=== DOCUMENT EXCERPT ===
[Start]

Lecture 4: Activation and Loss Functions
| Duration: ~45 minutes | Slides: 23 | Prerequisites: Lecture 3 |
Learning Objectives
After completing this lecture, you should be able to:
- Explain why activation functions are necessary
- Compare sigmoid, tanh, and ReLU activation functions
- Choose appropriate activation functions for different layers
- Understand the purpose of loss functions
- Apply MSE and cross-entropy loss to appropriate problems
- Connect loss functions to the optimization process
Key Concepts
1. Why Activation Functions?
Recall from Lecture 3: Without non-linear activation functions, any multi-layer network collapses to a single linear transformation.
Activation functions provide:
- Non-linearity (essential for learning complex patterns)
- Bounded output (for some functions)
- Differentiability (needed for gradient-based learning)
2. The Sigmoid Function
The sigmoid (logistic) function was historically the most popular activation.
Formula:
sigmoid(z) = 1 / (1 + e^(-z))

[End]

=== COMPLETE THE FOLLOWING ===
• 1. Restate the lecture notes from "Recall from Lecture" to "sigmoid(z) = 1 / (1 + e^(-z))", changing "Bounded output" to "Limited output range".
• 2. Please answer these questions about the lecture notes:
(a) How long does the lecture take?
(b) Which lecture is a prerequisite?
(c) What other name for the sigmoid function appears in parentheses?
Rely on the lecture notes alone.

=== DATASET EXCERPT ===
[Start]

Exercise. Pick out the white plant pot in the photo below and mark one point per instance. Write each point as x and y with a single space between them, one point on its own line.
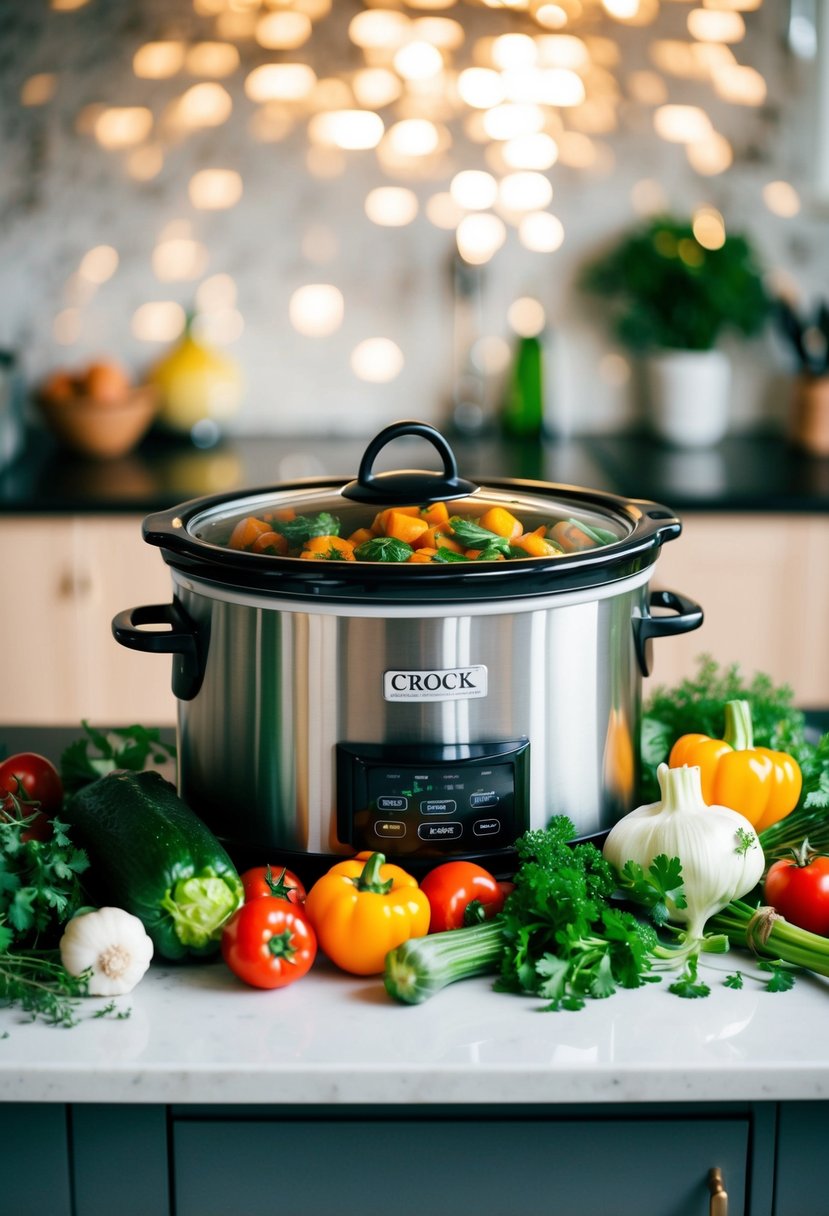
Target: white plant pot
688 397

[End]

=== SOLUTIONS PER TASK ===
• 1.
Recall from Lecture 3: Without non-linear activation functions, any multi-layer network collapses to a single linear transformation.
Activation functions provide:
- Non-linearity (essential for learning complex patterns)
- Limited output range (for some functions)
- Differentiability (needed for gradient-based learning)
2. The Sigmoid Function
The sigmoid (logistic) function was historically the most popular activation.
Formula:
sigmoid(z) = 1 / (1 + e^(-z))

• 2.
(a) About 45 minutes.
(b) Lecture 3.
(c) Logistic.